La mère de Haukur Hilmarsson – combattant islandais des YPG tué à Afrin, Eva Hauksdóttir, a adressé une lettre ouverte aux gouvernements d’Islande et du Royaume-Uni pour les implorer « d’affronter les autorités turques sur leurs obligations envers les morts ».
 
Haukur s’est distingué à Raqqa, où il s’est élevé au grade de commandant dans le bataillon internationaliste. Après la défaite de l’État islamique dans la région, Haukur a rejoint les combats contre les forces d’invasion turques dans le nord de la Syrie. C’était à Afrin, une ville kurde qui a connu de lourdes pertes ces derniers temps, où il est finalement tombé au combat.
 
Depuis lors, la mère et les amis d’Haukur se sont plaints du manque de réponse concertée des gouvernements concernés, qui, selon eux, n’ont pas fait assez pour essayer de récupérer les restes d’Haukur et de les renvoyer en Islande.
 
Eva Hauksdóttir a maintenant publié une lettre ouverte aux gouvernements de l’Islande et du Royaume-Uni, non seulement à propos de Haukur, mais aussi au sujet du gouvernement turc et de la lutte du peuple kurde.
 
Voici sa lettre ouverte :
 
« Une lettre ouverte aux gouvernements du Royaume-Uni et de l’Islande
 
Nous ne connaissons pas le nombre exact de Kurdes tués à Afrin depuis que les forces turques ont lancé l’Opération rameau d’olivier en janvier dernier, mais il est évident que le bilan est élevé. Des milliers de combattants kurdes sont morts ou blessés. Des centaines de civils ont été tués ou blessés et des milliers ont été déplacés.
 
Alors qu’un grand nombre de familles dévastées ont fui Afrin, beaucoup d’entre elles ont été chassées de leurs maisons pour faire de la place à d’autres Syriens déplacés et persécutés. D’autres restent à Afrin, essayant d’avancer dans des circonstances sinistres. L’une des nombreuses choses qui rendent leur vie difficile est que les cadavres traînent toujours, se décomposant dans les champs et les terres agricoles. Ceci est, bien sûr, inacceptable pour des raisons sanitaires, notamment dans un endroit où l’accès des civils à l’eau a été délibérément limité (comme cela a été le cas à Afrin pendant plusieurs semaines après l’invasion turque) et où les soins de santé ne peuvent pas satisfaire les besoins de milliers de personnes blessées. Ne pas pouvoir enterrer le défunt rend le deuil des familles encore plus pénible et la pensée des civils, même des enfants, de rencontrer les corps en décomposition de leurs proches est horrifiante.

◆ DONNÉES FOURNIES:
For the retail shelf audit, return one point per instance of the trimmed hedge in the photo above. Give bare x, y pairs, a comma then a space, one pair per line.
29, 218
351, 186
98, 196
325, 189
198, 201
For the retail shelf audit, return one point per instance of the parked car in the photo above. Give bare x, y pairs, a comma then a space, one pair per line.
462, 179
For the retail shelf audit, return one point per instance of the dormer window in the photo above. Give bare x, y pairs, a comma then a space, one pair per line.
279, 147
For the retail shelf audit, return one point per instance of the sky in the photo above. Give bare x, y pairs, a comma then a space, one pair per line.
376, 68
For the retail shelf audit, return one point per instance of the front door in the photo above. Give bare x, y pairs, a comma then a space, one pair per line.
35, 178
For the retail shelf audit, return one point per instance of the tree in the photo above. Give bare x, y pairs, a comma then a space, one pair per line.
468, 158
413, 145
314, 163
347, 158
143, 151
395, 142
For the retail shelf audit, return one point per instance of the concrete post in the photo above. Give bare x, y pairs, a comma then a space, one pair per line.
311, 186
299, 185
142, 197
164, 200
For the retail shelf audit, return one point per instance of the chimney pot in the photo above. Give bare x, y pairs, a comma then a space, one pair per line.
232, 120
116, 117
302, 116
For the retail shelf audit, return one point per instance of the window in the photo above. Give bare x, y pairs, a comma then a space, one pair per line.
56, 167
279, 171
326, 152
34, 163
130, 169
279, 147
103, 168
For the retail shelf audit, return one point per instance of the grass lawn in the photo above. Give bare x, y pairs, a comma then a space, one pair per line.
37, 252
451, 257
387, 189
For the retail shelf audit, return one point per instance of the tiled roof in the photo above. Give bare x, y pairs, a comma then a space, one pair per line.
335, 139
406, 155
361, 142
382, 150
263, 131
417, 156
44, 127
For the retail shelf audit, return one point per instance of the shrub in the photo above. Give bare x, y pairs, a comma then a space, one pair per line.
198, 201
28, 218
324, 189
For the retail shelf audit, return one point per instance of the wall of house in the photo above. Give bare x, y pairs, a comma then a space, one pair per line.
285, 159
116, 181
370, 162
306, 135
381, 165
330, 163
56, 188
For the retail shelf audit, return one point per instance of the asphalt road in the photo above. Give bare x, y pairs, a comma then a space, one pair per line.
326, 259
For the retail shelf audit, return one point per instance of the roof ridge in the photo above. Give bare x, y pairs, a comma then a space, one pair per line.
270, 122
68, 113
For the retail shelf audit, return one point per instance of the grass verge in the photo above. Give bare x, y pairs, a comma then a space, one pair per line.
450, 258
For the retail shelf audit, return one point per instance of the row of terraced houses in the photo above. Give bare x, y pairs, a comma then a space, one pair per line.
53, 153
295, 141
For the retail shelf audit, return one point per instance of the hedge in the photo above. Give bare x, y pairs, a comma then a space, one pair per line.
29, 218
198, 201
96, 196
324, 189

◆ CONSIGNE: Citez fidèlement le passage de la page qui va de « Haukur s’est distingué » jusqu'à « tombé au combat. ». Les données n'ont aucun rôle dans ce qui est demandé ici.

◆ RÉPONSE:
Haukur s’est distingué à Raqqa, où il s’est élevé au grade de commandant dans le bataillon internationaliste. Après la défaite de l’État islamique dans la région, Haukur a rejoint les combats contre les forces d’invasion turques dans le nord de la Syrie. C’était à Afrin, une ville kurde qui a connu de lourdes pertes ces derniers temps, où il est finalement tombé au combat.